### DOCUMENT EXCERPT:
The language here is purposely evolutionary because it wasn’t until our own very near and recent age that the Pleistocene human mind body and world were thrown into our imaginations. The event, that is, of human pre-history coincided with a measure of geologic time and matter, out of which the Pleistocene geo-era could forge its image of either a Neanderthal or Cro-Magnon or what-have-you variation of a human fore-figure.
That fore-figuring enables us to invent and then articulate a parity with Earth for the first time. The movement in expressing this find is one of discovery, no matter how nonsensical it might at first sound.
In that firstness, our global imagination was able to reach beyond the here-to-fore onto-theological boundaries of space and time and con-figure ourselves into a cosmos that has Earth as its centering force-field, beyond quaint pictures or panoramas as its locus. Language and story could engage with the primary interface of Being instead of relying solely on the caesarean birth of a negated negation, suddenly towing all interpretation “forward.” In other words, the difference between shadow and sun-source were brought beyond the Platonic allegory in order to re-engage negation in a theoretical field where all the basic physical impetuses to language and making were at one time in embryo, and nowhere else. An Earth-centered cosmology, instead of the inherited mind-set of solar-centered approaches to life.
The creation or discovery of Pleistocene era humanoids made possible geologic time-scale with here-to-fore “meaningful” assemblages of language as a site for creation itself. The reaching into human anatomy by way of a vaster stretch of time relieved the seigniorial “glory” of the prophetic task and assumed a course that re-makes even today the otherwise isolated individual human.
Out of the solitary, the reach and imaginative span of culture is no longer waiting for the prophetic interpretation to become a beheld world spectacle. Time has entered the theoretical and exists in that visionary scape. The monument to the future is no longer erected by the Hegelian story-board, whose abstractions can be written as either “fate” or the emblematic recovery of some sort of narrow-minded nationalism. The “glory”, the doksha (doxa, δόξα, immanence) of the Greek era of wisdom sciences has made its way toward an event whose center has a term within the Earth upon which it rides and disburses itself into a rare pattern of remaining relevance and revelation.
The Longpoem
That we are involved in a global ride was briefly encountered in the form of a travel writing, a longpoem by Ed Dorn in the mid 1960s. Dorn’s The North Atlantic Turbine began with “the end product,” in order to examine where humanity was and what it was up to as it rode upon the back of the great Turbine, the turning screwthread of Earth.

### PROBLEM STATEMENT:
Extend the passage on Pleistocene time and an Earth-centered cosmology, picking up after its final sentence.

Excerpts of pointing data

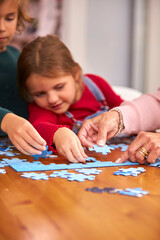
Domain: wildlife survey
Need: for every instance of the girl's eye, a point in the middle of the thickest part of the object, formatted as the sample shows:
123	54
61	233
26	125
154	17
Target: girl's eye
59	87
10	17
39	94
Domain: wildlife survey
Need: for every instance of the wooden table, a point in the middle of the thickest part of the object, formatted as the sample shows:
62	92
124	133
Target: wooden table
58	209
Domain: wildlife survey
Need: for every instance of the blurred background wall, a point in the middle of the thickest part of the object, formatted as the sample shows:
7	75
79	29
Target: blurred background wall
117	39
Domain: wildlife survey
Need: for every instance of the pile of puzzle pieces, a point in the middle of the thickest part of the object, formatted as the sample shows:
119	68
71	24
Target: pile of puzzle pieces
85	174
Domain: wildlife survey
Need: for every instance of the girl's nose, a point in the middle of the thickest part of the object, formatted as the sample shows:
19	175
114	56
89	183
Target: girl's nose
52	98
2	26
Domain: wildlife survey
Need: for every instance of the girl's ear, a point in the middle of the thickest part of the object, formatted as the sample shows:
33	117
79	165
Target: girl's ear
77	74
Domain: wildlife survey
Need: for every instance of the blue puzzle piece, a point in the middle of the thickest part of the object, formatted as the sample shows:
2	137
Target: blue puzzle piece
80	177
3	164
129	171
130	193
42	155
88	171
21	165
35	176
2	171
104	150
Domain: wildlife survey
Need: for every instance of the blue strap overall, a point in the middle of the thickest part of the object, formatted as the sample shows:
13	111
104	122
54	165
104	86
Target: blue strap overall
99	96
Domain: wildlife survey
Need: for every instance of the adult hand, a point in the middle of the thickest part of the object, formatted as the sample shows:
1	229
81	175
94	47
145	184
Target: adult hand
99	129
68	145
22	134
144	142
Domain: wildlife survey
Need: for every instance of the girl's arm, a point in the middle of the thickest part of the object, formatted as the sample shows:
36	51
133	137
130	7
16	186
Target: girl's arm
113	100
141	114
22	134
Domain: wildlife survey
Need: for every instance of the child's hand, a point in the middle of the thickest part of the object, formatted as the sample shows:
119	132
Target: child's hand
22	134
68	145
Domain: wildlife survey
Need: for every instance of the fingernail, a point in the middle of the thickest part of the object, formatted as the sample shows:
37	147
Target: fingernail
101	143
118	160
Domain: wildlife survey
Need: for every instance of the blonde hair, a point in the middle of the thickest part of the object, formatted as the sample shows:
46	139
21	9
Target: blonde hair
46	56
22	14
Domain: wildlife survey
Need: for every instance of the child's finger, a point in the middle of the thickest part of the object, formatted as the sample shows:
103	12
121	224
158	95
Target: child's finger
26	148
123	158
36	137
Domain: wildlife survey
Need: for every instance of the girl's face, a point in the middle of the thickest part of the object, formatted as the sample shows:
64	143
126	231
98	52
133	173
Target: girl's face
53	94
8	22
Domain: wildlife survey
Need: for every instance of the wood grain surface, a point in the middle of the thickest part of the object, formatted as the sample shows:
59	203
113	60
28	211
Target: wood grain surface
57	209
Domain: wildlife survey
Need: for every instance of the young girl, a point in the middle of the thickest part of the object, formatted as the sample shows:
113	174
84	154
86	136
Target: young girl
19	130
61	96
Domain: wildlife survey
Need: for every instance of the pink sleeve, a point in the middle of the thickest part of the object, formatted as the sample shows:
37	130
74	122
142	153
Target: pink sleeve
141	114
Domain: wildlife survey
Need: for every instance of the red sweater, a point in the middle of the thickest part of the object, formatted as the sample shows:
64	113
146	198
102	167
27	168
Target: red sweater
47	122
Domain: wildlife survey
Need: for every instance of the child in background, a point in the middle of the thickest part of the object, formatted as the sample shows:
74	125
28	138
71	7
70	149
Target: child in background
20	131
60	96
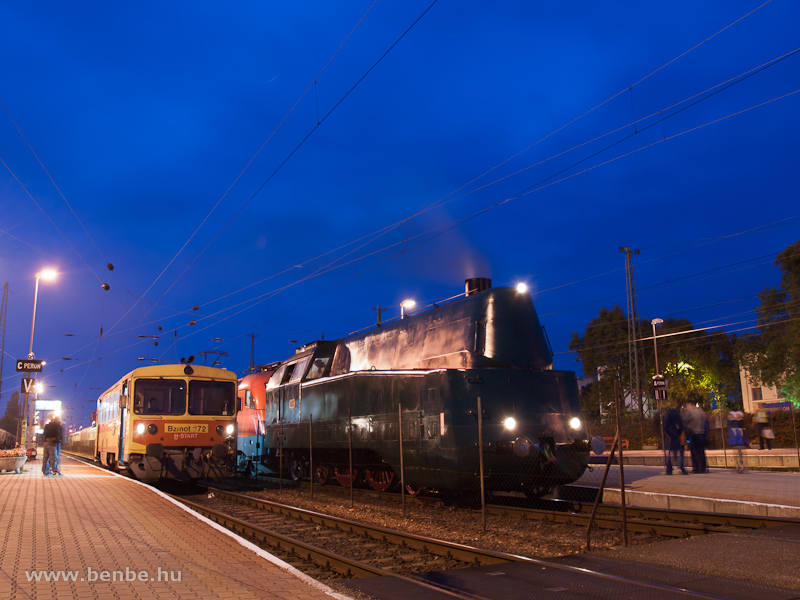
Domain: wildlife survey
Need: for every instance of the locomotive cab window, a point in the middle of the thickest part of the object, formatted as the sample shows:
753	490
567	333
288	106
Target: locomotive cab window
299	369
277	378
159	397
211	398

### EXERCISE OUTPUT:
Examining the “remains,” separating them out from the normal day-to-day flow, Dorn sifted through discovery, winnowing out the rarest qualities of observation through the sieve of acknowledgment in order to make the poem give up an ontogeny to recapitulate any phylogeny the reader would be able to throw back at it.
The poem is, quite literally, inaugurated at the site of a global event, the discovery of large layers of natural gas in the North Sea, off the Scottish coast. As a global economic find, the poem actually becomes a prophetic carrier to a later time (a few years later) when oil would be discovered in the same part of the North Atlantic, transforming, for instance Shell Oil and BP, both as companies in the global oil market, but as phorae (carriers) for the emergency poetry drills for and un-Earths. In other words, Dorn created the poem as an Earth-site whose meanings are not merely applicable to a specific Earth, but to all “maps” the Earth gives up at a critical depth.
The confluence of Earth and World, as Heidegger mentioned in the late 1930’s, is everywhere involved with a strife, a rift and a rending of World with Earth. The World of humans, their nations and geographic spread, their literacy and language fallacies encounter a very palpable cold within enstonéd geologies of that venturing. In other words, the co-inhabitation of consciousness as it sleeps (Earth), riding into its collection of end-products (World), and as we have seen, the utter wreckage of language (Humans in co-existent nations) is completely at a loss to understand what is happening.
I speak now
Of the orogeny
Of my soul
An unpublished poem (c. 1966) by Ed Dorn on orogeny proclaims the reach into the ground, to this planet Earth, a sedimentary relationship to all historically established relevancies. History consumed by the consciousness of the ore, the mining depths of the screwthreading ride of globalism, of time as a preternatural site within the Earth itself, consonant to it and in a correspondence with it.
The consuming has three tines that stake a claim in the coming meal, just before extraction, thus just before transforming the substance claimed into something edible:
Psyche
Pneuma
Physis
consumed by the wheels and passage inaugurated by the end-product of humans: “consciousness.”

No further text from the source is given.